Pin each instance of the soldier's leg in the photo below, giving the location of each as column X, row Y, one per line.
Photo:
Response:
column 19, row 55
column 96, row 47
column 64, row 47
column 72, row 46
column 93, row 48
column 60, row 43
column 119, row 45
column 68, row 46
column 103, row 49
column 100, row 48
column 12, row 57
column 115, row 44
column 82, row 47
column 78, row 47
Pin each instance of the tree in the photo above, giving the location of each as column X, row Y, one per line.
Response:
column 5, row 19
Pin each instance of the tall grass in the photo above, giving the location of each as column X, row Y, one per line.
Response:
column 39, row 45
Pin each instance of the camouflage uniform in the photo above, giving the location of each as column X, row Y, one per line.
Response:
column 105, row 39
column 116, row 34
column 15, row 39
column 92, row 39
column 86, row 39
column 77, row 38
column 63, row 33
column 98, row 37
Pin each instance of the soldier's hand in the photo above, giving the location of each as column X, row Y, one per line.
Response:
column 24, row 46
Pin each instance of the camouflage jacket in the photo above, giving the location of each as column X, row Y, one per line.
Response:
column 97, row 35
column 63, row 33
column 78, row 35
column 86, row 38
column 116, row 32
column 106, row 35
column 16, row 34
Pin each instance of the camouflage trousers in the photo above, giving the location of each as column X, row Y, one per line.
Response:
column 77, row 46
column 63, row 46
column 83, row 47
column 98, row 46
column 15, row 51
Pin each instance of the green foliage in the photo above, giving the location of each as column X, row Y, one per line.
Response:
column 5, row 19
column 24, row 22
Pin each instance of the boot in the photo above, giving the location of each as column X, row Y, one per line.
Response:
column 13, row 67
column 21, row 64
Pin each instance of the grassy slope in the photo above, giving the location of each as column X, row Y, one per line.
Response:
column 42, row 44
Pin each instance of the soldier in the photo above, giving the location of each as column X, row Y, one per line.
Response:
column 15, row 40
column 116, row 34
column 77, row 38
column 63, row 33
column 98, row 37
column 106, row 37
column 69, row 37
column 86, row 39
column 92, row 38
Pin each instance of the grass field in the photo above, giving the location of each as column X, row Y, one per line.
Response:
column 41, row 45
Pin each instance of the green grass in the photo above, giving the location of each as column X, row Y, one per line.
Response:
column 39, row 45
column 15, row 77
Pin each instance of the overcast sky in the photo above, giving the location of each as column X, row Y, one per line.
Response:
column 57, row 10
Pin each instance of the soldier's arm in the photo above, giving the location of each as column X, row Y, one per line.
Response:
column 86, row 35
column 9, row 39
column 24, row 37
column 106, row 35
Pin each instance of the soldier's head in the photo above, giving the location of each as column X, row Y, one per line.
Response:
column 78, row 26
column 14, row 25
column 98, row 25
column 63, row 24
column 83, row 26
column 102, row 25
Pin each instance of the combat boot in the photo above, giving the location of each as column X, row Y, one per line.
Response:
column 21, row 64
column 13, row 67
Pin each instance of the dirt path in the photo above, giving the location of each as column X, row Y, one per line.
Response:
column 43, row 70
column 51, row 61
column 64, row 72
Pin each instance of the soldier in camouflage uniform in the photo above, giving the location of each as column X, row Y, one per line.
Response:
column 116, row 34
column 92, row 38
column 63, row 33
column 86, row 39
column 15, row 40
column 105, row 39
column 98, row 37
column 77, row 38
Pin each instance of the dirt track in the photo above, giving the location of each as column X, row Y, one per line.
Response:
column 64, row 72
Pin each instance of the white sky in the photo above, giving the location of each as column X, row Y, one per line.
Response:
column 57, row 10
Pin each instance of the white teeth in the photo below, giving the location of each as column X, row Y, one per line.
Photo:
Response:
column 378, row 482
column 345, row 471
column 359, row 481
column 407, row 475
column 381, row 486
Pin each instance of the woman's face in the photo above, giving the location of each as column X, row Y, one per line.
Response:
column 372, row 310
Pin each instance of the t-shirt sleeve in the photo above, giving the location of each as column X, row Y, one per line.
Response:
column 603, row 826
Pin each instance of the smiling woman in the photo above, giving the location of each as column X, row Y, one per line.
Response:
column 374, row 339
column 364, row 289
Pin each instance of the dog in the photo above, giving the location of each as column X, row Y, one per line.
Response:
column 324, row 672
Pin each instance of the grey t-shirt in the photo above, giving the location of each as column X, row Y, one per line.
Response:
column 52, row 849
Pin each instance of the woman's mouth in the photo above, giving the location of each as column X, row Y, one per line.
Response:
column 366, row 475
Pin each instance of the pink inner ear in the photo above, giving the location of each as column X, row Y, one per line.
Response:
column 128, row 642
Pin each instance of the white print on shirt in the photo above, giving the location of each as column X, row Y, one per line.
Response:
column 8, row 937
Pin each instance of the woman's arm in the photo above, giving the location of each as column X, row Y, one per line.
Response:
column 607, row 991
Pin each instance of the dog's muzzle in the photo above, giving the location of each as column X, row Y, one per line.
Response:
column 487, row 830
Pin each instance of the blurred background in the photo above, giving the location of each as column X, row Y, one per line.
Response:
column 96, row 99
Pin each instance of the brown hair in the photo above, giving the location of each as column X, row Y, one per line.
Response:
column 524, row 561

================

__Required work__. Write out all the items above word for word.

__Result__.
Pin each instance of the soldier's leg in the photo below, giving the location of each as column X, row Y, one per line.
Photo:
Response:
column 19, row 55
column 96, row 47
column 64, row 47
column 72, row 46
column 93, row 48
column 60, row 43
column 119, row 45
column 68, row 46
column 103, row 49
column 100, row 48
column 12, row 57
column 115, row 44
column 82, row 47
column 78, row 47
Pin each instance of the tree in the photo above, giving the location of each as column X, row Y, one per line.
Response:
column 5, row 19
Pin each instance of the tall grass in the photo above, giving the location of each as column X, row Y, one per line.
Response:
column 39, row 45
Pin each instance of the camouflage uniform in the photo above, giving the location of each as column X, row Y, one per line.
Response:
column 105, row 39
column 116, row 34
column 15, row 39
column 92, row 39
column 86, row 39
column 77, row 38
column 63, row 33
column 98, row 37
Pin each instance of the soldier's hand in the photo above, giving the location of each as column X, row Y, one per line.
Response:
column 24, row 46
Pin each instance of the camouflage jacket in the photo above, giving the location of each as column X, row Y, one per line.
Response:
column 97, row 35
column 63, row 33
column 78, row 35
column 86, row 38
column 116, row 32
column 106, row 35
column 16, row 34
Pin each instance of the camouflage trousers in the photo above, giving the location of each as column X, row Y, one per line.
Response:
column 77, row 46
column 63, row 46
column 83, row 47
column 98, row 46
column 15, row 51
Pin each instance of the green foliage in the photo above, giving the location of each as column X, row Y, one per line.
Response:
column 5, row 19
column 24, row 22
Pin each instance of the boot in the photo above, giving the location of each as column X, row Y, one per line.
Response:
column 13, row 67
column 21, row 64
Pin each instance of the grassy slope in the photo above, giving the location of each as column X, row Y, one per line.
Response:
column 42, row 44
Pin each instance of the soldier in the photo above, giving the location of each as column X, row Y, one per line.
Response:
column 15, row 40
column 116, row 34
column 77, row 38
column 63, row 33
column 98, row 37
column 106, row 37
column 69, row 37
column 86, row 39
column 92, row 38
Pin each instance of the grass field in the photo above, giving the location of each as column X, row Y, one per line.
Response:
column 41, row 45
Pin each instance of the green grass in the photo above, giving the location of each as column X, row Y, one per line.
Response:
column 39, row 45
column 15, row 77
Pin each instance of the overcast sky in the photo above, giving the location of each as column X, row Y, one per line.
Response:
column 57, row 10
Pin each instance of the soldier's arm in the photo above, giving the location of each as column X, row Y, one per line.
Response:
column 86, row 35
column 9, row 39
column 24, row 37
column 106, row 35
Pin each instance of the soldier's head in the photo above, giving the location of each as column X, row Y, one per line.
Response:
column 78, row 26
column 14, row 25
column 98, row 25
column 63, row 24
column 83, row 26
column 102, row 25
Pin each instance of the combat boot in the photo above, giving the location of each as column X, row Y, one per line.
Response:
column 21, row 64
column 13, row 67
Pin each instance of the dirt path in the photo above, giving the location of each as column X, row Y, one per line.
Response:
column 43, row 70
column 51, row 61
column 64, row 72
Pin each instance of the soldier in camouflage uniform in the photo above, giving the location of each as column X, row Y, one per line.
Response:
column 116, row 34
column 92, row 38
column 63, row 33
column 86, row 39
column 15, row 40
column 105, row 39
column 98, row 37
column 77, row 38
Pin each instance of the dirt track in the photo above, giving the location of each as column X, row Y, one per line.
Response:
column 64, row 72
Pin each instance of the white sky in the photo above, giving the location of each as column X, row Y, one per line.
Response:
column 57, row 10
Pin each instance of the white teeth in the photo below, giving the location of each as column X, row Y, one per line.
Photo:
Response:
column 378, row 482
column 345, row 471
column 359, row 481
column 407, row 475
column 381, row 486
Pin each instance of the woman's face in the photo above, giving the location of each as column X, row Y, one per line.
Response:
column 372, row 310
Pin each instance of the t-shirt sleeve in the photo above, giving the location of each as column X, row Y, one per line.
Response:
column 603, row 826
Pin each instance of the smiling woman in the photo above, giving the location of each as column X, row Y, one per line.
Response:
column 374, row 339
column 364, row 289
Pin each instance of the dog in the photo above, giving the location of each as column X, row Y, one per line.
Response:
column 324, row 672
Pin each instance of the grey t-shirt in the photo above, giving the location of each as column X, row Y, one per line.
Response:
column 52, row 849
Pin each instance of the woman's mouth in the photo above, giving the location of each as column X, row Y, one per line.
Response:
column 366, row 475
Pin each instance of the pink inner ear in the photo above, giving the location of each as column X, row Y, one per line.
Response:
column 128, row 642
Pin each instance of the white print on shirt in the photo above, giving the location of each as column X, row Y, one per line.
Response:
column 8, row 937
Pin each instance of the woman's arm in the photo above, giving the location of each as column X, row Y, one per line.
Response:
column 607, row 991
Pin each instance of the dog's muzzle in the photo above, giving the location of each as column X, row Y, one per line.
Response:
column 487, row 830
Pin each instance of the blurred background in the photo above, giving the location of each as column X, row Y, one per line.
Response:
column 96, row 99
Pin each instance of the brown hair in the photo above, giving the location of each as column X, row Y, one per line.
Response:
column 524, row 561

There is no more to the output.